THE EXERCISE
Entries follow. Set all of them down as they stand.

^^^^^^^^

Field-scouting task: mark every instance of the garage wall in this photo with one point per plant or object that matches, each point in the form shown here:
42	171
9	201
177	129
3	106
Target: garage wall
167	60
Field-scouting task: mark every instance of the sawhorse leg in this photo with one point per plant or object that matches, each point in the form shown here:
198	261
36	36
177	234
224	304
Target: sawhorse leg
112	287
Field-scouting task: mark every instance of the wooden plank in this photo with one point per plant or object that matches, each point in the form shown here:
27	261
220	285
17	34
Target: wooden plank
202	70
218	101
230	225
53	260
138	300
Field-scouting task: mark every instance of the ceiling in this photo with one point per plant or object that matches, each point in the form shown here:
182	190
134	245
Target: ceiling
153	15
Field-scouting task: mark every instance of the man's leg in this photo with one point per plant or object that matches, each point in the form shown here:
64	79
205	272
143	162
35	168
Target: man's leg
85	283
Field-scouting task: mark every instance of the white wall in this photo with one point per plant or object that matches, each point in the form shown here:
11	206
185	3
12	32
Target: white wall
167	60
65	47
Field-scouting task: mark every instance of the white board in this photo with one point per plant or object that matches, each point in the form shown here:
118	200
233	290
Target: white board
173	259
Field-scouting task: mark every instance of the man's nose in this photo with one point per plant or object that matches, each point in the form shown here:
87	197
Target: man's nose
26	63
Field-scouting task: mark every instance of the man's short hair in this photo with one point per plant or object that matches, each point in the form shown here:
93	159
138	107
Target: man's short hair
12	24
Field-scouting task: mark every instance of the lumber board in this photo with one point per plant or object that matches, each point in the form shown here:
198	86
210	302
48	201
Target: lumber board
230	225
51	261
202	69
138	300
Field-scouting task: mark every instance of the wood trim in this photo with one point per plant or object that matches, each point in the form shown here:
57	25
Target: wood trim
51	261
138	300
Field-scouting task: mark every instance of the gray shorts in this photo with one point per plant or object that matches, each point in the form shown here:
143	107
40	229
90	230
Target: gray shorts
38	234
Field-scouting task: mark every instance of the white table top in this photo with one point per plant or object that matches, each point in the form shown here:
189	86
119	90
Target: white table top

^^^^^^^^

SOLUTION TO THE PROBLEM
Field-scouting task: mark every instance of the garage wall in this photo with one point per plant or object that matches, each point in the form shown here:
42	171
9	201
177	129
3	106
Target: garage wall
167	60
Field-scouting task: mark every instance of the sawhorse leg in this photo with one point per plant or object that matches, each point in the form shown here:
198	261
36	36
177	234
224	304
Target: sawhorse leg
112	287
Field-scouting task: mark every instance of the wooden plank in this photo with one point per plant or object that matches, each point in the form shown here:
27	261
220	285
17	34
Target: wooden plank
202	70
218	101
230	225
53	260
138	300
Field-scouting task: mark every instance of the ceiling in this photo with one point per plant or object that matches, each point in the form shown here:
182	190
134	245
Target: ceiling
153	15
Field-scouting task: mark every instance of the man's leg in this photo with one point per plant or object that matches, each point in the form shown here:
64	79
205	272
143	162
35	168
Target: man's leg
85	283
Field-scouting task: mark every instance of the white wall in this photo with one point per plant or object that matches, each point in the form shown here:
11	206
185	3
12	32
Target: white wall
167	60
65	47
Field-scouting task: mark every instance of the white board in this photo with one point per plant or object that matches, each point in the form shown here:
118	200
233	290
Target: white board
173	259
Field-scouting task: mark every instance of the man's nose in this photo with one point per plant or object that matches, each point in the form shown here:
87	197
Target: man's nose
26	63
Field-scouting task: mark every instance of the man's short hair in this photo with one point per plant or object that matches, each point in the form shown here:
93	159
138	107
Target: man's short hair
12	24
Field-scouting task: mark every instance of the lumber board in this photo with one point per plant or object that matches, each point in the form shown here:
198	86
210	302
48	201
Target: lumber board
230	225
51	261
202	69
138	300
Field-scouting task: mark every instance of the wood trim in this photo with one point per plant or object that matches, each point in the form shown here:
57	25
Target: wood trim
51	261
138	300
Field-scouting task: mark every instance of the gray shorts in this photo with one point per plant or object that matches, each point in the form shown here:
143	107
40	229
90	230
Target: gray shorts
38	234
Field-scouting task: mark every instance of the white table top in this photo with one point per plant or object that matches, each point in the form shown here:
189	86
119	90
Target: white table top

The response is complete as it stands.